En s'adressant aux enfants, le pirate rejoint la galerie des « méchants », aux côtés de l'ogre ou de la sorcière, mais il est parfois ridicule comme le Capitaine Crochet. Des dessins animés mettent en scène ces personnages tantôt corsaires, tantôt pirates de l'espace – à l'instar d'Albator, héros d'une série télévisée inspirée du manga japonais de L. Matsumoto (1978) – en mêlant plusieurs mythologies et en pointant la dimension rebelle d'hommes et de femmes en marge de la société.
Grande productrice d'images au XXe siècle, la bande dessinée s'est également emparée du corsaire et plus encore du pirate. L'affrontement du chevalier de Haddock et de Rackham le Rouge illustre, dans une certaine mesure, l'opposition entre ces deux conditions avec un trésor à la clé (Le Trésor de Rackham le Rouge, Hergé, 1944). La liste des publications est impressionnante – près de 260 titres pour les seules BD françaises depuis 1945 – et d'une grande variété de représentations pour un public friand d'aventures au long cours, en accompagnant Les passagers du vent (F. Bourgeon, 1979-2010), les hommes (et femmes) du capitaine Blackdog à bord du Barracuda (J. Dufaux et Jérémy, 2010-2015) ou les Pirates de Barataria (M. Bourgne et F. Bonnet, 2009-2016), sinon sensible à la dimension poétique d'Isaac le Pirate (C. Blain, 1999-2005) voire à celle plus cocasse du Vieux Nick et de Barbe-Noire (M. Remacle, M. Denis, 1958-1990). Néanmoins, force est de reconnaître que, comme dans les domaines littéraire et des idées, les auteurs français de bandes dessinées ont privilégié la figure du pirate et accordé moins d'intérêt à celle du corsaire national, réel comme Surcouf (A. Delalande, E. Surcouf et G. Michel, 2015) ou revisité, à l'aide de travaux de spécialistes, comme Yann de Kermeur alias l'Épervier (P. Pellerin, 1994-2015).
Le pas pris en France par la piraterie sur la course, alors qu'historiquement ce devrait être le contraire, se retrouve également dans les échoppes des « cités corsaires », à commencer par celles de Saint-Malo, où les fabricants de « souvenirs » (tee-shirt, magnet, mug...) et de cartes postales aiment brandir le Jolly Roger et entrecroiser les tibias, sans que jamais rien ne rappelle, ou si peu, que c'est là que vécurent Duguay-Trouin et Surcouf{407}. Manque d'imagination, attente des consommateurs, contrôle des droits de diffusion, difficulté à aborder l'Histoire ? Sans doute un mélange de l'ensemble à l'instar de ce que l'on trouvait déjà dans la fameuse chanson des pirates Yo ho ho and a Bottle of Rum{408} !

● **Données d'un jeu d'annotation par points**
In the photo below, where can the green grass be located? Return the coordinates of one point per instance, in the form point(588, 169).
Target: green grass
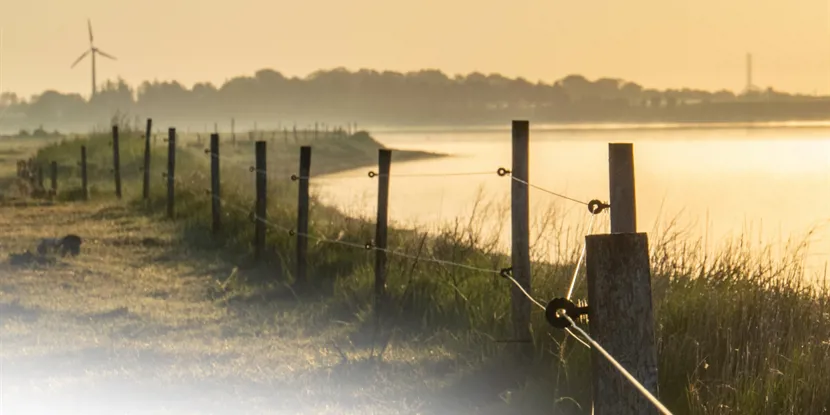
point(737, 333)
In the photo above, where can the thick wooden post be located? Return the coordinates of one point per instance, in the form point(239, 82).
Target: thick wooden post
point(384, 167)
point(520, 252)
point(621, 183)
point(116, 161)
point(216, 205)
point(233, 131)
point(171, 173)
point(53, 173)
point(84, 182)
point(261, 201)
point(302, 215)
point(146, 187)
point(621, 321)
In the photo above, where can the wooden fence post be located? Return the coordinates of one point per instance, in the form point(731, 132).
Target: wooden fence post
point(171, 173)
point(116, 161)
point(147, 158)
point(216, 206)
point(520, 252)
point(621, 183)
point(384, 167)
point(84, 183)
point(233, 131)
point(261, 201)
point(302, 215)
point(621, 321)
point(40, 176)
point(54, 177)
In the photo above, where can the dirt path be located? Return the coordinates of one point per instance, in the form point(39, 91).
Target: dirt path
point(130, 327)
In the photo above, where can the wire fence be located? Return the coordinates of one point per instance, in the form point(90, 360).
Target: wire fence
point(595, 207)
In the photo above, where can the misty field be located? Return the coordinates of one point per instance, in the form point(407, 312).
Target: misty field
point(172, 318)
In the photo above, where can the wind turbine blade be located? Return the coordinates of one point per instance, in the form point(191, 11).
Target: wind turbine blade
point(80, 59)
point(106, 55)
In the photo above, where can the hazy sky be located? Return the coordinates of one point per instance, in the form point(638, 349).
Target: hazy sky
point(659, 43)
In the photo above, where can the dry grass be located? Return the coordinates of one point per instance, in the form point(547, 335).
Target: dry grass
point(133, 325)
point(737, 333)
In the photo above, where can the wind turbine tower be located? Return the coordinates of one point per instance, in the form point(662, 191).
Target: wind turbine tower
point(94, 51)
point(749, 85)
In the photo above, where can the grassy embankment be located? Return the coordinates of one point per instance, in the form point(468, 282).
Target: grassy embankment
point(737, 333)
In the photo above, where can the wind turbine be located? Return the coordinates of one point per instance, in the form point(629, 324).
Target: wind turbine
point(92, 49)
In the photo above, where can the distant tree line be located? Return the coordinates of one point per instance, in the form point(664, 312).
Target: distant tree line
point(426, 97)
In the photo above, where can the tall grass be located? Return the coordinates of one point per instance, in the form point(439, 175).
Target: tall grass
point(739, 332)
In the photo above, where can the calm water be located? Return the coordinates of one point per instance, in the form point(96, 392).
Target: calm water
point(767, 184)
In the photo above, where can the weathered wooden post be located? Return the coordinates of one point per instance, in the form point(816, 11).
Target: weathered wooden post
point(621, 183)
point(84, 183)
point(116, 161)
point(619, 299)
point(40, 176)
point(171, 173)
point(261, 201)
point(520, 251)
point(621, 321)
point(384, 167)
point(233, 132)
point(54, 177)
point(146, 187)
point(302, 215)
point(216, 205)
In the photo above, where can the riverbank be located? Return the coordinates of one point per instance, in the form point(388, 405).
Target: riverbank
point(735, 331)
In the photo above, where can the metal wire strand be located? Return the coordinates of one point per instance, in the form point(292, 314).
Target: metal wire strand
point(355, 245)
point(642, 389)
point(581, 258)
point(529, 297)
point(548, 191)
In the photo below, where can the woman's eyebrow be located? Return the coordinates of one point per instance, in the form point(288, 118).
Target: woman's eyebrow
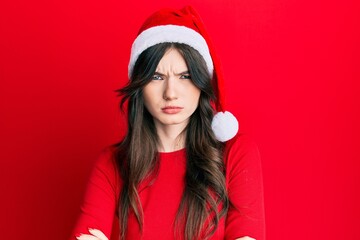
point(158, 73)
point(183, 73)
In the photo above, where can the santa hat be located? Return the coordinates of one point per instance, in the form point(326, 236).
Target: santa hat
point(185, 26)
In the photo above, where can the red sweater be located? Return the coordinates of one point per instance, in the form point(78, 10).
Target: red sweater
point(160, 201)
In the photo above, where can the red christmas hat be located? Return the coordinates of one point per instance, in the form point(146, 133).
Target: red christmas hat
point(185, 26)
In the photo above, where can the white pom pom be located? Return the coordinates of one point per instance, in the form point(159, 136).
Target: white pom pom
point(224, 126)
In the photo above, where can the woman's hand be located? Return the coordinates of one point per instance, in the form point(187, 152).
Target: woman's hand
point(94, 235)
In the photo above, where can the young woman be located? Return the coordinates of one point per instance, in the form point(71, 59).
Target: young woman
point(180, 172)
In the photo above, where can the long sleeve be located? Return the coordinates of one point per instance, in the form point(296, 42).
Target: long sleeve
point(99, 204)
point(245, 187)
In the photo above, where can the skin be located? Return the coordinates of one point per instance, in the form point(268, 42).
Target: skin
point(171, 98)
point(171, 85)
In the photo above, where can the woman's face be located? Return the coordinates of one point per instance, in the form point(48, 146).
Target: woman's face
point(170, 96)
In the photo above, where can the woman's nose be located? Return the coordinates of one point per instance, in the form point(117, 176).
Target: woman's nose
point(170, 92)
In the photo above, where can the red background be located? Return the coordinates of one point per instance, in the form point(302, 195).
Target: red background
point(292, 75)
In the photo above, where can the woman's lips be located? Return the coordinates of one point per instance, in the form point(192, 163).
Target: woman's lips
point(171, 109)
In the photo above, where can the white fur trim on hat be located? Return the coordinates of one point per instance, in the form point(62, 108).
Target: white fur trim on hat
point(224, 126)
point(170, 33)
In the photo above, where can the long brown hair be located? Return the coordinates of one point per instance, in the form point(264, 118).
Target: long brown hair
point(204, 199)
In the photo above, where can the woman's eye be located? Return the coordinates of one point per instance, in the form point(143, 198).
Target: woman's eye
point(185, 76)
point(156, 77)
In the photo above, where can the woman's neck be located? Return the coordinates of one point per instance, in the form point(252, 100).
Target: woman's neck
point(171, 138)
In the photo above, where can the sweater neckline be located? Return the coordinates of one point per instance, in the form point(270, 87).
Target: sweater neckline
point(173, 153)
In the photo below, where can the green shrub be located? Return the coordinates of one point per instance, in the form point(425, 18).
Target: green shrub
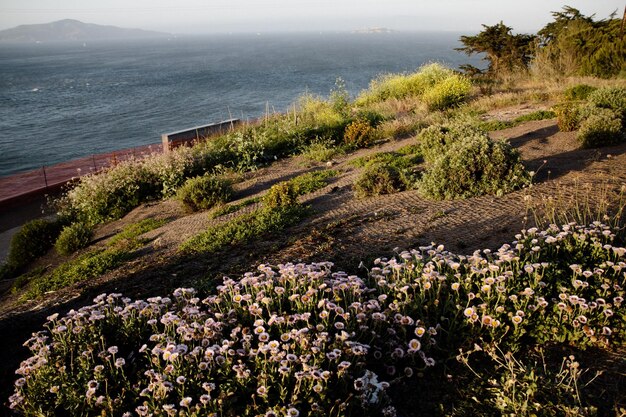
point(280, 195)
point(359, 134)
point(536, 115)
point(33, 240)
point(378, 179)
point(72, 238)
point(111, 194)
point(321, 150)
point(578, 92)
point(202, 193)
point(602, 127)
point(132, 231)
point(472, 166)
point(87, 266)
point(311, 181)
point(279, 212)
point(409, 319)
point(450, 92)
point(567, 116)
point(435, 139)
point(613, 98)
point(400, 85)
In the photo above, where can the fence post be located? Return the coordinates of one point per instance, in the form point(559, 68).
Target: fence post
point(45, 178)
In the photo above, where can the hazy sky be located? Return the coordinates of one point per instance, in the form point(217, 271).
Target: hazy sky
point(196, 16)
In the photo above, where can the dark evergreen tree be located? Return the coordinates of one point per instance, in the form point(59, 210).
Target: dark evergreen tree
point(505, 51)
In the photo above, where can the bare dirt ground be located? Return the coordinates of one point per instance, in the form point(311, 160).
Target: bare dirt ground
point(342, 228)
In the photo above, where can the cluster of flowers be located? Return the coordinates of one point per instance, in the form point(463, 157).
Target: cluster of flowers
point(303, 340)
point(561, 285)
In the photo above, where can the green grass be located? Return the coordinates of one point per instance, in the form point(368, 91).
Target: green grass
point(231, 208)
point(121, 248)
point(500, 125)
point(135, 230)
point(244, 229)
point(402, 159)
point(302, 184)
point(312, 181)
point(322, 151)
point(87, 266)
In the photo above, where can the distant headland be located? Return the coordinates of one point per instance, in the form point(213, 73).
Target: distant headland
point(72, 30)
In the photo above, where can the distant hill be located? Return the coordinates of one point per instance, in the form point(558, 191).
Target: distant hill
point(72, 30)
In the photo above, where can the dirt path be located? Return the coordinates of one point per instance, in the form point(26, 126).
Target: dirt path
point(342, 228)
point(348, 230)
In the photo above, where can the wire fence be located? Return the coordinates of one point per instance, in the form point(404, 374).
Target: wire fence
point(49, 179)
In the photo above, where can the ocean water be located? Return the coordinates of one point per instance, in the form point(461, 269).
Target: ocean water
point(60, 101)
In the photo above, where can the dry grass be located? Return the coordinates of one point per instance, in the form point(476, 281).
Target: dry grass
point(582, 203)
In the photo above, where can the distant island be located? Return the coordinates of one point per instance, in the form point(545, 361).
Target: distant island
point(374, 30)
point(72, 30)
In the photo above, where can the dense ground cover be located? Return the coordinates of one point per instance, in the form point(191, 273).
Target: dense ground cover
point(305, 340)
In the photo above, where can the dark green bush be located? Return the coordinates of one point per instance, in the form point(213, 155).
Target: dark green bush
point(578, 92)
point(359, 134)
point(202, 193)
point(567, 116)
point(33, 240)
point(281, 195)
point(472, 166)
point(311, 181)
point(613, 98)
point(435, 139)
point(377, 179)
point(72, 238)
point(602, 127)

● **Consignes à suivre**
1 – Répondez à ces questions d'après le texte sur les pirates et les corsaires :
(a) Combien de titres de bandes dessinées françaises sur le sujet sont parus depuis 1945 ?
(b) En quelle année a paru Le Trésor de Rackham le Rouge ?
(c) Quelle « cité corsaire » est citée en premier pour ses échoppes de souvenirs ?
2 – Selon le texte sur les pirates et les corsaires, pourquoi les fabricants de souvenirs des « cités corsaires » mettent-ils en avant le pirate plutôt que le corsaire ?
3 – Rédigez la suite du texte sur les pirates et les corsaires, après sa dernière phrase.

● **Résultats**
1 –
(a) Près de 260 titres.
(b) En 1944.
(c) Saint-Malo.

2 – C'est sans doute un mélange de plusieurs causes : le manque d'imagination, l'attente des consommateurs, le contrôle des droits de diffusion et la difficulté à aborder l'Histoire.

3 –
Vieux de plus d'un siècle, ces clichés continuent à être déclinés et adaptés aux nouvelles modes, parmi lesquelles celle des jeux vidéos. Près de 250 jeux ont été référencés depuis 1985, mêlant stratégies et aventures de corsaires et plus encore de pirates, avec une accélération de la production internationale depuis 2005, en relation avec les innovations technologiques. Comme certains longs-métrages – on songera à la transposition de L'île au trésor par Walt Disney, en dessin animé plongé dans les guerres intergalactiques{409} – ces jeux sont quelquefois les versions animées de bandes dessinées. Ils sont parfois à l'origine de créations cinématographiques, comme le film Assassin's Creed Awakening (2013) est une histoire inédite en relation directe avec le jeu vidéo Assassin's Creed IV Black Flag lui-même issu, il est vrai, du manga de Takashi Yano et Kenzi Oiwa où des pirates dominent, en 1715, les Caraïbes.
L'aventure est-elle à ce point derrière nous ? Sous la forme de la piraterie, elle se poursuit sur de nombreuses mers du globe et se propage désormais, sous le visage masqué des hackers, sur une autre toile que celle des voiles.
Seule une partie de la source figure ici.